» **Working data**:
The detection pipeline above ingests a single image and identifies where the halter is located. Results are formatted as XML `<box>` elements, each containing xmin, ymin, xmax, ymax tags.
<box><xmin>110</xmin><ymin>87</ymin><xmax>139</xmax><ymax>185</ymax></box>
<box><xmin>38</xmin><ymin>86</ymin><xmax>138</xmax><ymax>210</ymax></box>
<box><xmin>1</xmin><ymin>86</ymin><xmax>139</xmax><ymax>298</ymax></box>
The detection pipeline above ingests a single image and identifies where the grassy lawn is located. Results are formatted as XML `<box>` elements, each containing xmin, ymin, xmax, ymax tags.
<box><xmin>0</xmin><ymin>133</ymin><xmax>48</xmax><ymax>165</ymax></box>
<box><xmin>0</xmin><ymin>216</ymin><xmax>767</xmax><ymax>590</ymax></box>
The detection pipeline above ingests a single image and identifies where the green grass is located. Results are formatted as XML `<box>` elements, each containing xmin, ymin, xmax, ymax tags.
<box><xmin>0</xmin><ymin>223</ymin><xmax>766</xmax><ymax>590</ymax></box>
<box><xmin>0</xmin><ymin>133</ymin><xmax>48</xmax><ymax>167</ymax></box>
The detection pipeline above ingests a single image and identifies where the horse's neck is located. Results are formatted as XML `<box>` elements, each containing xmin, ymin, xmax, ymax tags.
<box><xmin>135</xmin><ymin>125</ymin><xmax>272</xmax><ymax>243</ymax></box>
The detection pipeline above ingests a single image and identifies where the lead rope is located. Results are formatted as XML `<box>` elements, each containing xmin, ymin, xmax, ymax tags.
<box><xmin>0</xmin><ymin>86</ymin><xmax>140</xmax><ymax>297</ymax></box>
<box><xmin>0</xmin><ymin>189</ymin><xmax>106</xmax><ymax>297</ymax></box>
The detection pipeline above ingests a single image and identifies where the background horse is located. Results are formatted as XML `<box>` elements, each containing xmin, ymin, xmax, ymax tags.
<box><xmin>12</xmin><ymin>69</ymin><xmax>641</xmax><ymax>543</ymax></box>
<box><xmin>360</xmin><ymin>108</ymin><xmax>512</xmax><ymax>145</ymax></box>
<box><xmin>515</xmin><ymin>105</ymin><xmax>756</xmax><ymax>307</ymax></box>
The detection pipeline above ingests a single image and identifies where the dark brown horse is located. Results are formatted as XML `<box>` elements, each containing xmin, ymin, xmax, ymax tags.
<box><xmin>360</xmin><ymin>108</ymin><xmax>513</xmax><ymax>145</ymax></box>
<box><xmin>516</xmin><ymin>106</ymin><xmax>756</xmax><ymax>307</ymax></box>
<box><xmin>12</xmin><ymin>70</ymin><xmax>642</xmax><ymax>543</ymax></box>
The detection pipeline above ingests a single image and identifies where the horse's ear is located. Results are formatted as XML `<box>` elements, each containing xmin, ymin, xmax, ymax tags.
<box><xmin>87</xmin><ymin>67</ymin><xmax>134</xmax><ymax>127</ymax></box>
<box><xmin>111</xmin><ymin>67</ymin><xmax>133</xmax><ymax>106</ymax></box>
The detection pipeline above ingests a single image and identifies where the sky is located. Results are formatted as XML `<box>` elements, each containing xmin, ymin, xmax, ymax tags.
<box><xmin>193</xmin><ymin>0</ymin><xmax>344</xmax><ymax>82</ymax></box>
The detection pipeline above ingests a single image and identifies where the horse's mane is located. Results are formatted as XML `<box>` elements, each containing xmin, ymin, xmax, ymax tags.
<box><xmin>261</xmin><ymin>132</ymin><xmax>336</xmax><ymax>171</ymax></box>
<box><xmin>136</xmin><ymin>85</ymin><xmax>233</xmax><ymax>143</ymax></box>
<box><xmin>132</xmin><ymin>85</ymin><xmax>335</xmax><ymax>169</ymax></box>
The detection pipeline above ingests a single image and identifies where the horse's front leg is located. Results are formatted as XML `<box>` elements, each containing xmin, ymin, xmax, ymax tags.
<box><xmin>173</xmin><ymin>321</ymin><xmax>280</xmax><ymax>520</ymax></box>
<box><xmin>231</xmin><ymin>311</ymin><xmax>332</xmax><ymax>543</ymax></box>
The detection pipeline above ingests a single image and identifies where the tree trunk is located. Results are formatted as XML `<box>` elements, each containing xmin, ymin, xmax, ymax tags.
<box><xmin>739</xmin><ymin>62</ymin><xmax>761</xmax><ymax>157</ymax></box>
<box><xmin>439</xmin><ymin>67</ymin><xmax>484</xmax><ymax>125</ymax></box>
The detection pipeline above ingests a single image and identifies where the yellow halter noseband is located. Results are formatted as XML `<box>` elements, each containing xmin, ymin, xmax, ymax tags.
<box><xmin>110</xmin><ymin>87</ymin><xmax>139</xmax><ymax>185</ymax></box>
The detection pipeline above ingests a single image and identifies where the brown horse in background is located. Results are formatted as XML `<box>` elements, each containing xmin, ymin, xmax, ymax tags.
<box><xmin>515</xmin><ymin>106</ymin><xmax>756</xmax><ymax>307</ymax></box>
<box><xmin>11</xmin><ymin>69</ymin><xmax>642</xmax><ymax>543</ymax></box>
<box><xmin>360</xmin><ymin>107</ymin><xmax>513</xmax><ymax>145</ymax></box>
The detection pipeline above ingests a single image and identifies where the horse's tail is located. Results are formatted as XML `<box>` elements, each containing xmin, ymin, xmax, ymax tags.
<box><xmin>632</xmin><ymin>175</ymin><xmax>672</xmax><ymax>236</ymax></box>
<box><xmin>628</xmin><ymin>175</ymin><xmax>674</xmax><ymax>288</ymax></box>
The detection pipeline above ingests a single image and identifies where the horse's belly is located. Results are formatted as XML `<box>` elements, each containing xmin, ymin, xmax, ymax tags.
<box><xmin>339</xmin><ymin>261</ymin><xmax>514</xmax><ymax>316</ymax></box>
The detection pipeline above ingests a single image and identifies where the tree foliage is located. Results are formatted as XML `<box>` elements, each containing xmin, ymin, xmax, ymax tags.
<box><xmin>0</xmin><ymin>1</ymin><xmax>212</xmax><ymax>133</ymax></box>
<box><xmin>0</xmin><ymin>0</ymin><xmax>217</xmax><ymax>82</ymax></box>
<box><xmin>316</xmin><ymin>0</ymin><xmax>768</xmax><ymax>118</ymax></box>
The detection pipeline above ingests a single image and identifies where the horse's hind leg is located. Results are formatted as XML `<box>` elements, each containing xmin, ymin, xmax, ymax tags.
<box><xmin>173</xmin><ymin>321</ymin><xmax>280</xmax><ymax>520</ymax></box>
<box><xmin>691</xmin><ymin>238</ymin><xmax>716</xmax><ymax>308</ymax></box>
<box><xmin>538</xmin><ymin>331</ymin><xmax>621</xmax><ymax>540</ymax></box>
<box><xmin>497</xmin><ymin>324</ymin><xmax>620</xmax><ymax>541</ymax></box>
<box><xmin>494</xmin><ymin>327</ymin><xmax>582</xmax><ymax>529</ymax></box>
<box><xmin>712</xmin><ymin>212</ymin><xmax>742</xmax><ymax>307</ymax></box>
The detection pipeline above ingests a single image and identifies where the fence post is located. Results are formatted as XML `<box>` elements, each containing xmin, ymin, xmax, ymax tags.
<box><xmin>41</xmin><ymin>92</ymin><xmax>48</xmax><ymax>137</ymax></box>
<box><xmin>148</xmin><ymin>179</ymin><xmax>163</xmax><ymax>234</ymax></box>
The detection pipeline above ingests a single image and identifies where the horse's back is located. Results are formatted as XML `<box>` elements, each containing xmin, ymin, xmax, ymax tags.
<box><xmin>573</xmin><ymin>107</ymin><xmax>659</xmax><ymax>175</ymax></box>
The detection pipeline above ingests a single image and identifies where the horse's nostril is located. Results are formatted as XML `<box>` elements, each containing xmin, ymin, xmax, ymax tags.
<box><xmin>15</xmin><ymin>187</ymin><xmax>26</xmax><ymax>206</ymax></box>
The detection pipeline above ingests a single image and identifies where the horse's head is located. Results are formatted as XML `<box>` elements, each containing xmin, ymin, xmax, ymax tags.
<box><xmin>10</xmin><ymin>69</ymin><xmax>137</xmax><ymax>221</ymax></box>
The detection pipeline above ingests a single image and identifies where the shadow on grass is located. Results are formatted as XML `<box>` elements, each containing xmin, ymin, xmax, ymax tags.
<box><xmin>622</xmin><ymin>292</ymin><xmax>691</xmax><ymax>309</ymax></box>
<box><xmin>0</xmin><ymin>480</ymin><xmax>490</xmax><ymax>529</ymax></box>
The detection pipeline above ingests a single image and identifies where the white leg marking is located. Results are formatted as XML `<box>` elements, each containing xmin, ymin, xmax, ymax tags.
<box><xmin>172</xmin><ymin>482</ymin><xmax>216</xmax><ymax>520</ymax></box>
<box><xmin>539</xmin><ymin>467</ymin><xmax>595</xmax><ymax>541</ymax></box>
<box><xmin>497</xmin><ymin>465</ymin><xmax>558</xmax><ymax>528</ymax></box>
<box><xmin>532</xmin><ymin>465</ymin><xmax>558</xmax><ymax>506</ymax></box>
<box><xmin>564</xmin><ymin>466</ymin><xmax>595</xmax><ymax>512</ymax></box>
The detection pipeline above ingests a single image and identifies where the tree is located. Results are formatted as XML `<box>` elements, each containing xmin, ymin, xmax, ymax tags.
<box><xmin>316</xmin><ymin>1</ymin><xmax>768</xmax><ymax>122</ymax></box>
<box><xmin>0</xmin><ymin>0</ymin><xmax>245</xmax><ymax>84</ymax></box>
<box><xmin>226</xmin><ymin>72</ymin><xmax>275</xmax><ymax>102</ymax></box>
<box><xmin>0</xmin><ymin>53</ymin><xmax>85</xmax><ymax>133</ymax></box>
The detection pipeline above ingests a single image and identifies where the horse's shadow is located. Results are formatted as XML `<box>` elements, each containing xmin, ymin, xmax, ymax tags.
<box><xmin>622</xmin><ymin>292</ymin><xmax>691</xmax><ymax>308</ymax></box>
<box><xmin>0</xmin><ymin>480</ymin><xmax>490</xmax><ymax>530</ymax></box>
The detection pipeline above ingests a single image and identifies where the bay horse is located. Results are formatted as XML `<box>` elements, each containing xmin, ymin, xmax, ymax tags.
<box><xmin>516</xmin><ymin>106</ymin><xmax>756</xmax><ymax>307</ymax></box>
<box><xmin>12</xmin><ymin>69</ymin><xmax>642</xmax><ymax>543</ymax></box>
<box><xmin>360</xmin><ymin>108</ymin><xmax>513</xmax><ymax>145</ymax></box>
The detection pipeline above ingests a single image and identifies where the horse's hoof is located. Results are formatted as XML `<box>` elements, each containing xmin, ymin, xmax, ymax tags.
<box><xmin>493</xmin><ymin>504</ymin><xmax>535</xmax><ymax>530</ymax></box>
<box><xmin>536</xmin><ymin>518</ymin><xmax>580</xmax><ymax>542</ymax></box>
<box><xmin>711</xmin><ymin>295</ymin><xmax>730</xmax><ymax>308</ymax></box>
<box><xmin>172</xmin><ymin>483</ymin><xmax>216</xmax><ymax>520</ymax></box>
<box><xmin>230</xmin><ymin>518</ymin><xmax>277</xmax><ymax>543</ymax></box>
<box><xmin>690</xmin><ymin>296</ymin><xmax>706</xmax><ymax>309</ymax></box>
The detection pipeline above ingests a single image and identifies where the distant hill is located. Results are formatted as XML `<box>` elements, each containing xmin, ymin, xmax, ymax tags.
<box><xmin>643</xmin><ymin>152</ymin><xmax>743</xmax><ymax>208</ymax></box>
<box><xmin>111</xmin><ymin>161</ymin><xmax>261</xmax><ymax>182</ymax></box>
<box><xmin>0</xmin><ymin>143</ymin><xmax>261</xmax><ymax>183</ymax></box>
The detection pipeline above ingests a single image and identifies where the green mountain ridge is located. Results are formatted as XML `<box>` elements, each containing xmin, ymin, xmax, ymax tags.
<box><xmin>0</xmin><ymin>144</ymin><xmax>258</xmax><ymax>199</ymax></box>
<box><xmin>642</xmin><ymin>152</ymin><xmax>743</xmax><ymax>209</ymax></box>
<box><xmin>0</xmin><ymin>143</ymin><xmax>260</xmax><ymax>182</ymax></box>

» **Exercise prompt**: Exactly the lines from the one containing "the horse's shadow" to the final line of the data, both included, should be printed, and nothing more.

» **Solution below**:
The detection pipeline above ingests a single image and identifies where the horse's shadow is located. Results are formatted as XML `<box>` elements, each containing xmin, ymin, xmax, ymax tags.
<box><xmin>622</xmin><ymin>292</ymin><xmax>691</xmax><ymax>308</ymax></box>
<box><xmin>0</xmin><ymin>480</ymin><xmax>490</xmax><ymax>530</ymax></box>
The detection pipeline above ingests a single image and identifies where the bay horse is located. Results are formatted as XML `<box>` elements, each containing xmin, ymin, xmax, ymax tags.
<box><xmin>516</xmin><ymin>106</ymin><xmax>756</xmax><ymax>307</ymax></box>
<box><xmin>12</xmin><ymin>69</ymin><xmax>642</xmax><ymax>543</ymax></box>
<box><xmin>360</xmin><ymin>108</ymin><xmax>513</xmax><ymax>145</ymax></box>
The detection pipeline above ingests a single image and identifies where the horse's hoof is located. Results are formatted as XML `<box>` elements, each containing xmin, ymin, xmax, ymax tags.
<box><xmin>493</xmin><ymin>504</ymin><xmax>535</xmax><ymax>530</ymax></box>
<box><xmin>536</xmin><ymin>518</ymin><xmax>580</xmax><ymax>542</ymax></box>
<box><xmin>711</xmin><ymin>295</ymin><xmax>730</xmax><ymax>308</ymax></box>
<box><xmin>172</xmin><ymin>483</ymin><xmax>216</xmax><ymax>520</ymax></box>
<box><xmin>230</xmin><ymin>518</ymin><xmax>277</xmax><ymax>543</ymax></box>
<box><xmin>690</xmin><ymin>296</ymin><xmax>706</xmax><ymax>309</ymax></box>
The detection pipeline above ingests a single image and identifies where the distant hill is located. Results are formatted as XML `<box>` elements, each containing xmin, ymin, xmax, ymax tags.
<box><xmin>643</xmin><ymin>152</ymin><xmax>743</xmax><ymax>208</ymax></box>
<box><xmin>111</xmin><ymin>161</ymin><xmax>261</xmax><ymax>182</ymax></box>
<box><xmin>0</xmin><ymin>143</ymin><xmax>261</xmax><ymax>183</ymax></box>
The detection pipeline above ingests a single image and identifies where the green mountain ridge is located. Results are formatted as XML `<box>` elements, each containing xmin, ymin, xmax, ymax tags.
<box><xmin>0</xmin><ymin>144</ymin><xmax>258</xmax><ymax>199</ymax></box>
<box><xmin>642</xmin><ymin>152</ymin><xmax>743</xmax><ymax>209</ymax></box>
<box><xmin>0</xmin><ymin>143</ymin><xmax>260</xmax><ymax>182</ymax></box>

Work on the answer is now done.